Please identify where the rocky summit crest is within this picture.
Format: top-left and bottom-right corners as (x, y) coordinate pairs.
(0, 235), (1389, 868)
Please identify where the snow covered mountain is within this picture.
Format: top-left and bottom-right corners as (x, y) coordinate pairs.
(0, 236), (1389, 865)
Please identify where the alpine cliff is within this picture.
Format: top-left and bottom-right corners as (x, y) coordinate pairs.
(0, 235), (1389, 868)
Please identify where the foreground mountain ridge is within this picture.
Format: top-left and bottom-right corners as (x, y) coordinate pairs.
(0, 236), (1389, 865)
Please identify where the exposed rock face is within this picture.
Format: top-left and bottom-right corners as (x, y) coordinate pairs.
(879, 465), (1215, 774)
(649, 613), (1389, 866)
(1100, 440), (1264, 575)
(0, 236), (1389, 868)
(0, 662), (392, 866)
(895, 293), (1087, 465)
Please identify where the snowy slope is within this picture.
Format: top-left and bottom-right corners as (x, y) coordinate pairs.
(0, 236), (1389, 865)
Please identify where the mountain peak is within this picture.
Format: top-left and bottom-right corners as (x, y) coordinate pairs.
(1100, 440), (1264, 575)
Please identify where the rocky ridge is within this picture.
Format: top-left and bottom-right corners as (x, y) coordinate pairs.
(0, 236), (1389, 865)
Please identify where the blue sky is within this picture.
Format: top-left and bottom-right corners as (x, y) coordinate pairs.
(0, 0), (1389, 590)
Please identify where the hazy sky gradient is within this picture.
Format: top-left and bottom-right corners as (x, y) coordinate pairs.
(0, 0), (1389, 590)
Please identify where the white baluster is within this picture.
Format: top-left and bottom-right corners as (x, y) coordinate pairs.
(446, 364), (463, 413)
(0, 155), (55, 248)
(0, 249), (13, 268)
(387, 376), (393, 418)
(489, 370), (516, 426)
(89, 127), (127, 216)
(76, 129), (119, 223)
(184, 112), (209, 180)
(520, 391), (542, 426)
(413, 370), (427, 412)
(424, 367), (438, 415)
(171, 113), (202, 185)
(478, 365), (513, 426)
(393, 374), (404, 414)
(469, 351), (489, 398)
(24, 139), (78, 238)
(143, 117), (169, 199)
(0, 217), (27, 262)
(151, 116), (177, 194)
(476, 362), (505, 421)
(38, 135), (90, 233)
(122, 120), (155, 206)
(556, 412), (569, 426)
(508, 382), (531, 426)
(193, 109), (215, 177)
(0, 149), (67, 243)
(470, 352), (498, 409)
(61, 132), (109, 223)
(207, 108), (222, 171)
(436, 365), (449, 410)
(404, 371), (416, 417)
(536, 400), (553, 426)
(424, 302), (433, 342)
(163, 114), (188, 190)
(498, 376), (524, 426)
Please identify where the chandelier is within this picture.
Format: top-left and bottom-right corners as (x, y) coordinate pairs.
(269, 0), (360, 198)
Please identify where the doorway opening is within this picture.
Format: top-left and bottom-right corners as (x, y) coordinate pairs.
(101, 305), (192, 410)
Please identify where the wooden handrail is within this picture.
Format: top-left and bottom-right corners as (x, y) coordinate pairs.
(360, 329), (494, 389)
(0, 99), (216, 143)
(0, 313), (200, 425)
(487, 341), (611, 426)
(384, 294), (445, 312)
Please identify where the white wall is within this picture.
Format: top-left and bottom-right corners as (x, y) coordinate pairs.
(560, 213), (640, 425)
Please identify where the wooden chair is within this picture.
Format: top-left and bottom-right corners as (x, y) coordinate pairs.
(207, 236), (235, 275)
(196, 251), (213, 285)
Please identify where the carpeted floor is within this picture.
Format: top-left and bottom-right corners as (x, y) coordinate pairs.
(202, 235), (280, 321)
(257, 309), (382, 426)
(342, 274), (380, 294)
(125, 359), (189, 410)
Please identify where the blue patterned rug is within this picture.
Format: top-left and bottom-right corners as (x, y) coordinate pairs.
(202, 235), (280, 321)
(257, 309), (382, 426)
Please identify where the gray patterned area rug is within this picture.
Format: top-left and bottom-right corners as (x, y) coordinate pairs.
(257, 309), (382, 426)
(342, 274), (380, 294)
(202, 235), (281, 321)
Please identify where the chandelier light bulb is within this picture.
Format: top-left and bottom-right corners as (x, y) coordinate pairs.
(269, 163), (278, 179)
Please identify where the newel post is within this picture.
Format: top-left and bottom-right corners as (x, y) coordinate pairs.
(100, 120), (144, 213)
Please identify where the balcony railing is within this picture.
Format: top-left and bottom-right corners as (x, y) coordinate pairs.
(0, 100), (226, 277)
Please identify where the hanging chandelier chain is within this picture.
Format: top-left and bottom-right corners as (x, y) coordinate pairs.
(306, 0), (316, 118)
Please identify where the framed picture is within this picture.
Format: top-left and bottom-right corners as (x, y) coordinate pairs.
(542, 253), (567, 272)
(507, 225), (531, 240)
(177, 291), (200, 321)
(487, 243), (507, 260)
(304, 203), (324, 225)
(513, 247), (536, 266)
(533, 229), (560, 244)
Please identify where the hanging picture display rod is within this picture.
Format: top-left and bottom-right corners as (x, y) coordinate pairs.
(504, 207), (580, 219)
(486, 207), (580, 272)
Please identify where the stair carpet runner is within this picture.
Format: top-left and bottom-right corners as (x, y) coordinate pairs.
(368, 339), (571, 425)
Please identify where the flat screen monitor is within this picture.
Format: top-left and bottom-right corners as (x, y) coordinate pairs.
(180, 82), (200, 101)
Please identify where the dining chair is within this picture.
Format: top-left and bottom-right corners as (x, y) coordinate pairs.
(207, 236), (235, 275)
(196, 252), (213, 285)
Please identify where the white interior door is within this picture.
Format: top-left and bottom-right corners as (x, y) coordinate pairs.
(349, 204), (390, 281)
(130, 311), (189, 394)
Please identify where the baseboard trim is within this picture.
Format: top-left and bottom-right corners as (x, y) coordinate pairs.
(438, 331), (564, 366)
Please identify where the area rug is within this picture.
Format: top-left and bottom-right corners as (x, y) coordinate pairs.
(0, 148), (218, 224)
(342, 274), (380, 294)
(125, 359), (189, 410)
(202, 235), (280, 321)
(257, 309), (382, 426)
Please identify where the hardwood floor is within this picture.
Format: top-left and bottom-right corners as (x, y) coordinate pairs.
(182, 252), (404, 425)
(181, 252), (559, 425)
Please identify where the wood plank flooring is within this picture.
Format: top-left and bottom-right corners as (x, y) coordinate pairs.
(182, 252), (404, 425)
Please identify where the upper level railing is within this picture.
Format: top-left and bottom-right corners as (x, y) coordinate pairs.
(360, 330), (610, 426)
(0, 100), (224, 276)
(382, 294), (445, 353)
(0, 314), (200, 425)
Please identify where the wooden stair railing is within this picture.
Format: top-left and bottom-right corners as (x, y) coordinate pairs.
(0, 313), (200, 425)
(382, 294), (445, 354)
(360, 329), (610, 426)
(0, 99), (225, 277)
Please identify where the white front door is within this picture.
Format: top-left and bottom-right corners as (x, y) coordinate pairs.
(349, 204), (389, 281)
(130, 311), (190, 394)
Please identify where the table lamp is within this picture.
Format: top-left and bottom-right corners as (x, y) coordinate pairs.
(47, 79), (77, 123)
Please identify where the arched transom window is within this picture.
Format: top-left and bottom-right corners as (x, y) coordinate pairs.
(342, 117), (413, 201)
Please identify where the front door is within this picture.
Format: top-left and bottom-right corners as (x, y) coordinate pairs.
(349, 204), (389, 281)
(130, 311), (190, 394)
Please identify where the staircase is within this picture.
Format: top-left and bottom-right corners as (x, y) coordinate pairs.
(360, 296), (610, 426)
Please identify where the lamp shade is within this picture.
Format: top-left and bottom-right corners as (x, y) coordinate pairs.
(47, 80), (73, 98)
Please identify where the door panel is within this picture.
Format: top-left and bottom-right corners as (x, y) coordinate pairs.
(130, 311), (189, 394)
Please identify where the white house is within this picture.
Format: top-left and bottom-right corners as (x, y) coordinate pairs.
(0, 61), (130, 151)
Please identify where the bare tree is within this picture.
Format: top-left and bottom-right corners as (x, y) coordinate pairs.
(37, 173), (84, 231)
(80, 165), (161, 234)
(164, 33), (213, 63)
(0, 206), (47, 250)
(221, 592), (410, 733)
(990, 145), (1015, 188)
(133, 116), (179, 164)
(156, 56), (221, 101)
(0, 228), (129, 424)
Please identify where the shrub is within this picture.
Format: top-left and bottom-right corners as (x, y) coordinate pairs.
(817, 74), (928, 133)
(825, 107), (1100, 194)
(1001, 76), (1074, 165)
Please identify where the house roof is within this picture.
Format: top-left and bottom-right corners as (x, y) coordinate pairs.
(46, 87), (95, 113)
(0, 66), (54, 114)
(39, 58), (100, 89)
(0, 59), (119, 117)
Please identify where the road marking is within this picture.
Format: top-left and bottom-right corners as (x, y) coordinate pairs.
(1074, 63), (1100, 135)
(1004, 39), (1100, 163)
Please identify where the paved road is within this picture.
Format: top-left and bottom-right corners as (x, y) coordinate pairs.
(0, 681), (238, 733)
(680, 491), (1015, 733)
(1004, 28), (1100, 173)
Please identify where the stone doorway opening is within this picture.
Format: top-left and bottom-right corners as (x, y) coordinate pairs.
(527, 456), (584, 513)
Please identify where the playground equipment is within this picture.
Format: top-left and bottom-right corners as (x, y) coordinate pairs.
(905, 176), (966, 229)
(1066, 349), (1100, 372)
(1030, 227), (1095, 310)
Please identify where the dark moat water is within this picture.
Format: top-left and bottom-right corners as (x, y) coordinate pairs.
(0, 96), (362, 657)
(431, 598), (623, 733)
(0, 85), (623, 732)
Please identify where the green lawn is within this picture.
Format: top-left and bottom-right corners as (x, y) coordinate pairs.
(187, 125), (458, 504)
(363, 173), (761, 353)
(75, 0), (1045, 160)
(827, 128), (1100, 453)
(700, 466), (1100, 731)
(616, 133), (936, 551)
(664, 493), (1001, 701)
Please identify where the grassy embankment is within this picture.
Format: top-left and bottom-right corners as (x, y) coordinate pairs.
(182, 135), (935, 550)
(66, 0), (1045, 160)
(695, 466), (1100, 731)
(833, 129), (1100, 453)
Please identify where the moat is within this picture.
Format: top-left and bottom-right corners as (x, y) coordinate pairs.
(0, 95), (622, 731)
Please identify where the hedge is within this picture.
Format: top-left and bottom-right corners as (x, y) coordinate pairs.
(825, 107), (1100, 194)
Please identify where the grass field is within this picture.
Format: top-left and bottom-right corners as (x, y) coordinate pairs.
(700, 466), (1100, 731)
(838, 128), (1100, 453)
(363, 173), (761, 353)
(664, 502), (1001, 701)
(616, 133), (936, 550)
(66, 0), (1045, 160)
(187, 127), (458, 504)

+++

- What you have to do: Collect every line of the records that contains the word "lamp", matching case exactly.

- Exercise response:
Please identify where the table lamp is within this picture.
Please identify where the lamp shade is within this picture.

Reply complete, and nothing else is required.